**Document text**
────────────────

Submitted by the University of Manitoba Faculty of Dentistry
University of Manitoba Faculties of Dentistry and Medicine join forces to improve health of at-risk Manitobans
Manitoba Health announced $500,000 in funding (over five years) to the faculties of Medicine and Dentistry toward development of a groundbreaking online curriculum to educate nondental health care providers about oral health.
Diseases and conditions of the oral cavity can have a profound and pervasive impact on overall health, especially in high-risk populations where access to dental care may be limited. The Oral Systemic Health for Non-Dental Healthcare Providers curriculum is the first comprehensive plan to fill this gap in health science education.
“This new and innovative online educational training curriculum will give health care workers the tools they need to help identify serious oral health conditions that can affect the lives of their patients,” said Ms. Theresa Oswald, Minister of Health (Manitoba).
Dr. Anthony M. Iacopino, Dean of the University of Manitoba Faculty of Dentistry, noted that the patient-centered curriculum will provide valuable training in areas such as cancer and periodontal disease. “It will ultimately result in better care for those at risk,” he said. “We are pleased to be able to take on a leadership role in this next generation of health care in Canada.”
The multimedia online curriculum will feature learning modules focusing on areas highly relevant to health outcomes in high-risk populations. These areas include oral cancer; the oral health care of children, older adults, care givers, and immunocompromised patients; and the provision of basic dental care by non-dental healthcare providers.

────────────────

**Dataset entries**
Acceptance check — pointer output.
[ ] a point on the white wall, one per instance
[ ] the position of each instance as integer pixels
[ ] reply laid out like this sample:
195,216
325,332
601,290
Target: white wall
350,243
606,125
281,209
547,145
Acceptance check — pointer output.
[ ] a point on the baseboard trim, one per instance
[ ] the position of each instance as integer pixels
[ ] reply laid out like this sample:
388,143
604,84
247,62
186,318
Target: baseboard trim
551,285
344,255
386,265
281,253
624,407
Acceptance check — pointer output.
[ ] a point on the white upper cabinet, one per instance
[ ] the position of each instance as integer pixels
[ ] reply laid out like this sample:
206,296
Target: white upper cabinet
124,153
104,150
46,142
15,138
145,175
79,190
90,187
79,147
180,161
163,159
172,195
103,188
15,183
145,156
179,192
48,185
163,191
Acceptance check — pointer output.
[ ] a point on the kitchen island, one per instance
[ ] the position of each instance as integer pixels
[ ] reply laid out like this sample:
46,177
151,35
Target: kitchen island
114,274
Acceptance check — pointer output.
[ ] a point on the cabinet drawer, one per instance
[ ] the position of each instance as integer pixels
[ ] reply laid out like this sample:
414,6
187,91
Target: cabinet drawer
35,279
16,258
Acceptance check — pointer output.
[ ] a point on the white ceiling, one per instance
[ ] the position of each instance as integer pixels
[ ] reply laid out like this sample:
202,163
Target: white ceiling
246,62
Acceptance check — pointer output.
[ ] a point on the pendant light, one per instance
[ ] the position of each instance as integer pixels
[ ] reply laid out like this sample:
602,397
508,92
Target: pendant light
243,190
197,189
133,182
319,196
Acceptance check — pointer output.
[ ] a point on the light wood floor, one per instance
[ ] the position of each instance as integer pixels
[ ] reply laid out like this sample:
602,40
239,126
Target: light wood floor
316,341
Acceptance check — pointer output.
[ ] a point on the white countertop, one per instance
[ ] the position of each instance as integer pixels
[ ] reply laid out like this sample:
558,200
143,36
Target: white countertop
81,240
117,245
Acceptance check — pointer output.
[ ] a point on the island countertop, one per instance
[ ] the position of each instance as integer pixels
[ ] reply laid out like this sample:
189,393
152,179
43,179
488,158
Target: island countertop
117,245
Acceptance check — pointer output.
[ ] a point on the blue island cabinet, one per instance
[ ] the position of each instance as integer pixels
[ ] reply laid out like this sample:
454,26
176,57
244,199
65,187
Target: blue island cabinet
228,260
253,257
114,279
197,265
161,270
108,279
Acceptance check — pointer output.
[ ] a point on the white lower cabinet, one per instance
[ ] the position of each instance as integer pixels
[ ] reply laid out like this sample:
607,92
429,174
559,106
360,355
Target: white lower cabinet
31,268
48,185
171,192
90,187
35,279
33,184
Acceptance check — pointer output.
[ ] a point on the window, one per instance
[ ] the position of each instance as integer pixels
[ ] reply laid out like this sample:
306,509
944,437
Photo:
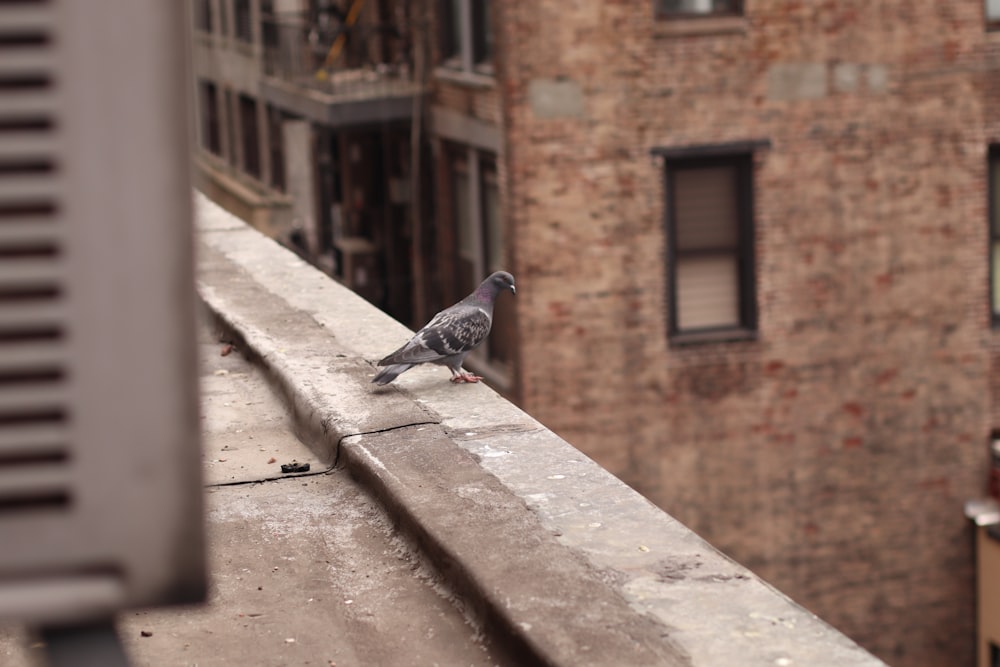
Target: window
248,127
993,14
479,244
994,215
710,245
230,105
203,15
244,30
687,8
467,36
276,138
208,103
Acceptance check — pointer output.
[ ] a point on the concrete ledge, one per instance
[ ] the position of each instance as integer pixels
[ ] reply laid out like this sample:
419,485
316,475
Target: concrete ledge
562,563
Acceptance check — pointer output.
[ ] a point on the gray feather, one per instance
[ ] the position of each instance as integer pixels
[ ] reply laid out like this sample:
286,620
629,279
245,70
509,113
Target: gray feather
451,334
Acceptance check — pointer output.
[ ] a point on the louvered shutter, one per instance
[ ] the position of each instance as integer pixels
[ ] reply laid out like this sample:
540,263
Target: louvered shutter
100,494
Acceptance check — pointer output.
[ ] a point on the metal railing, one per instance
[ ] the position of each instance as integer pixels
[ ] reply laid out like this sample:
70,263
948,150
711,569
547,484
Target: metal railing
308,54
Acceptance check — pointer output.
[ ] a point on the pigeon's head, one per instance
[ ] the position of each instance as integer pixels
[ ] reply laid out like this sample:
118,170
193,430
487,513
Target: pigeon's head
503,280
497,283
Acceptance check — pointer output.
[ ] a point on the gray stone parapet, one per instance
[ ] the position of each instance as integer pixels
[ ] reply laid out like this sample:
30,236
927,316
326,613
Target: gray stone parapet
561,562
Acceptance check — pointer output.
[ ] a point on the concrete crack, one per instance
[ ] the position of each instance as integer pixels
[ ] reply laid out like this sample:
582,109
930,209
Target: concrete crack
336,457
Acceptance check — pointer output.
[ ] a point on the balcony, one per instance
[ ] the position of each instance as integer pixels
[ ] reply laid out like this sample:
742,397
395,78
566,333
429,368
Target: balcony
319,74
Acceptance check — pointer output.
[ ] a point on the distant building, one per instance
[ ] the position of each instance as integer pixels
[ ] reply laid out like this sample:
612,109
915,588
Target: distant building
756,246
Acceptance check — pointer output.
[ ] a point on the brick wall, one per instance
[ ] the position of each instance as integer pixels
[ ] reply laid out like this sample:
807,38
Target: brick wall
833,454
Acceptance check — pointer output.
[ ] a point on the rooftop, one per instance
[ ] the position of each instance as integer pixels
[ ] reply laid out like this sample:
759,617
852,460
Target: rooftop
437,523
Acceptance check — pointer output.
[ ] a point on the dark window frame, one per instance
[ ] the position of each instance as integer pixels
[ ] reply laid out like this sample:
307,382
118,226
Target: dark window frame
993,228
249,134
243,21
479,167
468,47
211,131
203,15
741,157
992,22
661,12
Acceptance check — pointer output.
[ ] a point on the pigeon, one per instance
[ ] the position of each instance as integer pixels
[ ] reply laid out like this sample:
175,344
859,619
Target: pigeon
451,334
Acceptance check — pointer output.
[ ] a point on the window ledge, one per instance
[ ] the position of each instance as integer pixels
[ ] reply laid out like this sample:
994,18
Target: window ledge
716,336
700,25
465,77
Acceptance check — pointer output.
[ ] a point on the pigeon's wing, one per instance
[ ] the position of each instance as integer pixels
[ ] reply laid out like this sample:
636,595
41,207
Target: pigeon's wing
454,331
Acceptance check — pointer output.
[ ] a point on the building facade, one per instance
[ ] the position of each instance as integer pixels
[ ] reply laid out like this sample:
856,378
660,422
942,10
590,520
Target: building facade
753,241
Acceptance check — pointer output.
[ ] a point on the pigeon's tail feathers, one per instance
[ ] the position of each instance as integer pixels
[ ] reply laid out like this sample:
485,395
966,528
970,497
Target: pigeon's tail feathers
390,373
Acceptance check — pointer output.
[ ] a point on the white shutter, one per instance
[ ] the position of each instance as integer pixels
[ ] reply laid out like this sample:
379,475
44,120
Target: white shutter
707,292
100,493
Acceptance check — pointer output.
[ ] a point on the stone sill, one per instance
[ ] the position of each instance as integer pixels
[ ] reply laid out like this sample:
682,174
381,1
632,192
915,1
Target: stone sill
555,557
465,78
699,26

────────────────

**What you will do**
[A] In the oral health curriculum announcement, rewrite the stretch from "Diseases and conditions" through "of Health (Manitoba).", swapping "curriculum" for "program".
[B] Extend the oral health curriculum announcement with new text that follows its final sentence.

**Answers to the exercise**
[A]
Diseases and conditions of the oral cavity can have a profound and pervasive impact on overall health, especially in high-risk populations where access to dental care may be limited. The Oral Systemic Health for Non-Dental Healthcare Providers program is the first comprehensive plan to fill this gap in health science education.
“This new and innovative online educational training program will give health care workers the tools they need to help identify serious oral health conditions that can affect the lives of their patients,” said Ms. Theresa Oswald, Minister of Health (Manitoba).

[B]
“We expect the new curriculum will be embraced by all members of our allied health professions as we work toward improving health outcomes for all,” said Dean Brian Postl, University of Manitoba Faculty of Medicine.
The curriculum will provide tools to assist nondental health care providers—such as physicians, nurses, and pharmacists—in screening, appropriately referring patients at risk for oral diseases and conditions, and co-managing patients in high-risk categories.
Given the appropriate education and training in oral health, nondental health care providers could impact the epidemiologic trends in serious and often debilitating oral diseases and conditions.
The Curriculum in Oral Health for Non-Dental Healthcare Providers is led by Dr. Casey Hein, Director of Education, International Centre for Oral-Systemic Health and Director of Inter-Professional Continuing Development in the Faculty of Medicine’s Division of Continuing Education and Professional Development.
The curriculum realizes the mandate set out by Health Canada for achieving interprofessional education for collaborative, patient-centered practice. The educational modules, currently under development, will be made available to students at the University of Manitoba in addition to undergraduate and graduate health care students worldwide.